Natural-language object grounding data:
=-=-=

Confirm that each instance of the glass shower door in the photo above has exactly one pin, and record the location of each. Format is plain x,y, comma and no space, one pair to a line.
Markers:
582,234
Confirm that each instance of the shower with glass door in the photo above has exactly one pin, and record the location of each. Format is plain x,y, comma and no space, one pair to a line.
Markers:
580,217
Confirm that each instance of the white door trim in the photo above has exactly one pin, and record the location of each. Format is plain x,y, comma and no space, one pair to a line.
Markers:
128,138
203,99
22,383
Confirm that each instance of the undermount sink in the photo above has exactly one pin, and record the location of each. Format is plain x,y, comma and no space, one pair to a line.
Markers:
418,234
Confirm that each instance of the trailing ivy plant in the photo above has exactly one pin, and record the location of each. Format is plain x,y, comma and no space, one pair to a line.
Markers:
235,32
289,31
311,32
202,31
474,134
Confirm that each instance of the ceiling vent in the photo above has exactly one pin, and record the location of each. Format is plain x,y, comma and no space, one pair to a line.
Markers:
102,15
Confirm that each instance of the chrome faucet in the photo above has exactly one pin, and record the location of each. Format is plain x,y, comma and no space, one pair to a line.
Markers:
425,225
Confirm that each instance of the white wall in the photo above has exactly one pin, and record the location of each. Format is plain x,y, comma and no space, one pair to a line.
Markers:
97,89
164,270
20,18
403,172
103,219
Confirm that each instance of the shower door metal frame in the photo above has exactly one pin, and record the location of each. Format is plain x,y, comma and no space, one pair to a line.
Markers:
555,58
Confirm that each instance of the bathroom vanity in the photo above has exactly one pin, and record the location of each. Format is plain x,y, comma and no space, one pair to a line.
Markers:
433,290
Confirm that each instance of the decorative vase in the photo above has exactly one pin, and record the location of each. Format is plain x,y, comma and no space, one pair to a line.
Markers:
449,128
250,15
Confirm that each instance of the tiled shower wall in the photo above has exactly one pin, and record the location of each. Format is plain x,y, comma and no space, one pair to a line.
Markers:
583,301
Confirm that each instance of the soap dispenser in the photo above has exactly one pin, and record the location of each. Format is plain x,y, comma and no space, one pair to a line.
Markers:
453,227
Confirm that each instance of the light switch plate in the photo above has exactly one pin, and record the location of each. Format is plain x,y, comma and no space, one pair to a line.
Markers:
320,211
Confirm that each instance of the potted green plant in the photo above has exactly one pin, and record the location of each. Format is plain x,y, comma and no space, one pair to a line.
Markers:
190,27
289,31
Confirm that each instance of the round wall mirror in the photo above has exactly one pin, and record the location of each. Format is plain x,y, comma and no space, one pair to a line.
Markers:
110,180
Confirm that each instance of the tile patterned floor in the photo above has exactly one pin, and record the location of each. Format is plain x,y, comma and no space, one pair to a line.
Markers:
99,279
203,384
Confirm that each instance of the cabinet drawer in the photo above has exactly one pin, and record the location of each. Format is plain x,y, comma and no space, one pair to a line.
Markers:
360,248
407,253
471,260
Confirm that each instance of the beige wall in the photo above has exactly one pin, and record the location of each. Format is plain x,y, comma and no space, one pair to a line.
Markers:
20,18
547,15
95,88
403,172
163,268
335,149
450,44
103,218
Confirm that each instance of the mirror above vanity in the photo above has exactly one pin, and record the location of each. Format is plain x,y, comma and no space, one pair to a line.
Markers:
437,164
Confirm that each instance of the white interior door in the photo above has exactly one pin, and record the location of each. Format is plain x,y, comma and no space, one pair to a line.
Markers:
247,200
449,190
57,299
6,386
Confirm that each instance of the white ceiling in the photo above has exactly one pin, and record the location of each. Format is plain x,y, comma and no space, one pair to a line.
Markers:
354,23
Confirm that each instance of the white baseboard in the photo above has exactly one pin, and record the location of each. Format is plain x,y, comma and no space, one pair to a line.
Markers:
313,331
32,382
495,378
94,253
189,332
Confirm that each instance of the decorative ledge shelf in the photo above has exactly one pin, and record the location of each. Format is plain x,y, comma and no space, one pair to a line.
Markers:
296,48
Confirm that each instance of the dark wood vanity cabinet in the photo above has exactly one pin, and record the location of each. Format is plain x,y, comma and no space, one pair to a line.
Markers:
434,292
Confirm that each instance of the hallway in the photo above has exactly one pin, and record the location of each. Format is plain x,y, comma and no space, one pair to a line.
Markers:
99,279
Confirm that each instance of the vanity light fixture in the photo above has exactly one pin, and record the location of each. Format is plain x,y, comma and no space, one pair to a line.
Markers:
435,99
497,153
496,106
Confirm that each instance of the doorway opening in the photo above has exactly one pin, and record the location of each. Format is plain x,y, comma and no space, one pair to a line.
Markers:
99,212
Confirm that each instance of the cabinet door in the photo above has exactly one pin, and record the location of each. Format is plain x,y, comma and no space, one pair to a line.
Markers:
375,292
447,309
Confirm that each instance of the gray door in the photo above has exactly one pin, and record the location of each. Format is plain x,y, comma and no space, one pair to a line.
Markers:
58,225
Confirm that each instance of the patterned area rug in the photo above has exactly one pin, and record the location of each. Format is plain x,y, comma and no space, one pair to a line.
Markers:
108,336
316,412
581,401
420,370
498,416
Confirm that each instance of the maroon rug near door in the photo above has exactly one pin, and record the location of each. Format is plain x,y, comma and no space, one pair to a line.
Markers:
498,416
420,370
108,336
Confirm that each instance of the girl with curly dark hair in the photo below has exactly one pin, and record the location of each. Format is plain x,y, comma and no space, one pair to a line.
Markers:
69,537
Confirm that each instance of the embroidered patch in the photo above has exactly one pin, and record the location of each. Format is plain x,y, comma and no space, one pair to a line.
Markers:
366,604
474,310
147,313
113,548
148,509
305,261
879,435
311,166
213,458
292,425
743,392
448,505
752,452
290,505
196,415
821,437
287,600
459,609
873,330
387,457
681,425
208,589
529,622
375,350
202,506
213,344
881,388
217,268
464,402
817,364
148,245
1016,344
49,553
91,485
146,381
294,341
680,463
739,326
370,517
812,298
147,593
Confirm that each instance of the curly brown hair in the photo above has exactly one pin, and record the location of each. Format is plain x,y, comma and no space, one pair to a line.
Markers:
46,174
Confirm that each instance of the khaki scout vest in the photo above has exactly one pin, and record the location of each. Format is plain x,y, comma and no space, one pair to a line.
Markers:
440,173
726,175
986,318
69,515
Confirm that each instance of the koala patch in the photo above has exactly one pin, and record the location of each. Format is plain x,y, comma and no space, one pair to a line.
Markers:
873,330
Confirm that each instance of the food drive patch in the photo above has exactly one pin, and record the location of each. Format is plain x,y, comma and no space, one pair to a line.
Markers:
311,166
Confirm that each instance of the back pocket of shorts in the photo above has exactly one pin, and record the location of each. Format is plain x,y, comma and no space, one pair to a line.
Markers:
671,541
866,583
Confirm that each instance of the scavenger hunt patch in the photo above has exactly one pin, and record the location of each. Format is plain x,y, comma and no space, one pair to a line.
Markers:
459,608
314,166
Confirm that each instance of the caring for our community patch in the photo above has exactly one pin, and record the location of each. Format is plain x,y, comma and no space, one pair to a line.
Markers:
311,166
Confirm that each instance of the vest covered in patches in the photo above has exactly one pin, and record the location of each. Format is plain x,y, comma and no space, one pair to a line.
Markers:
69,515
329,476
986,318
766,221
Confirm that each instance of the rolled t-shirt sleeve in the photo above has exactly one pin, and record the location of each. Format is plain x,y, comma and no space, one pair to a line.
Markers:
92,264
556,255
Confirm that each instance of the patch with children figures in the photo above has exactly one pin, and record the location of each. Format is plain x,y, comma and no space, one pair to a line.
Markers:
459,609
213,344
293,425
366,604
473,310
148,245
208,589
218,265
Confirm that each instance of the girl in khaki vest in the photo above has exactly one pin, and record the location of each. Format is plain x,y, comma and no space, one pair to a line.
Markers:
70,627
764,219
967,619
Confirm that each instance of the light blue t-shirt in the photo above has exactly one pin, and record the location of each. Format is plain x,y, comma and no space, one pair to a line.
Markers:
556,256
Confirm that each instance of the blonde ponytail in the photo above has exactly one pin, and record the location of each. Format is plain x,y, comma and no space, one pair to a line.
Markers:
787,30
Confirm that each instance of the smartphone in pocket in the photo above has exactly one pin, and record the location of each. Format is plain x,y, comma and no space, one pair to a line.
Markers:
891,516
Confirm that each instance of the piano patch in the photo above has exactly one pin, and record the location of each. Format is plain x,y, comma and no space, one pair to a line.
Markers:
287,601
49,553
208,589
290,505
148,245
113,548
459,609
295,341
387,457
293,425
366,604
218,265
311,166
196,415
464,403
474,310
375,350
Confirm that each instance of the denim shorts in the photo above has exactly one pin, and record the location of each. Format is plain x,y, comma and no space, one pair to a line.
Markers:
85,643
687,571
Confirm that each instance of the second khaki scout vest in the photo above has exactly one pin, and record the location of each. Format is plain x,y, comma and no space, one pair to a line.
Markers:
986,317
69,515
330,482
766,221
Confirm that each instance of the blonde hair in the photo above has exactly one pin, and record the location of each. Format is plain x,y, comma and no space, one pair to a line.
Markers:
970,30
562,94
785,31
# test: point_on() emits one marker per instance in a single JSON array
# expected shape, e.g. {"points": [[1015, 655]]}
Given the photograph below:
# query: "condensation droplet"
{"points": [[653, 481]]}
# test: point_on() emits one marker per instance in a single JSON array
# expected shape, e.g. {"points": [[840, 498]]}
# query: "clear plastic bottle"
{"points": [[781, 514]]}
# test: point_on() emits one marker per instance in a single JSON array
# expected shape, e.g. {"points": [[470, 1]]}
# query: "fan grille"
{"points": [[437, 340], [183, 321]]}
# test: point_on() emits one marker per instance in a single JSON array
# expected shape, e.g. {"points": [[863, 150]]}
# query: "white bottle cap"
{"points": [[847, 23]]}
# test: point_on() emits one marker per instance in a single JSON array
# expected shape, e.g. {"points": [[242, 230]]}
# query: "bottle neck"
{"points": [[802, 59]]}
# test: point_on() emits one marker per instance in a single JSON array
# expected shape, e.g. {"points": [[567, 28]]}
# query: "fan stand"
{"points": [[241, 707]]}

=-=-=

### What the task asks
Write down only the number of lines above where the word "shorts" occurs.

### Response to this task
2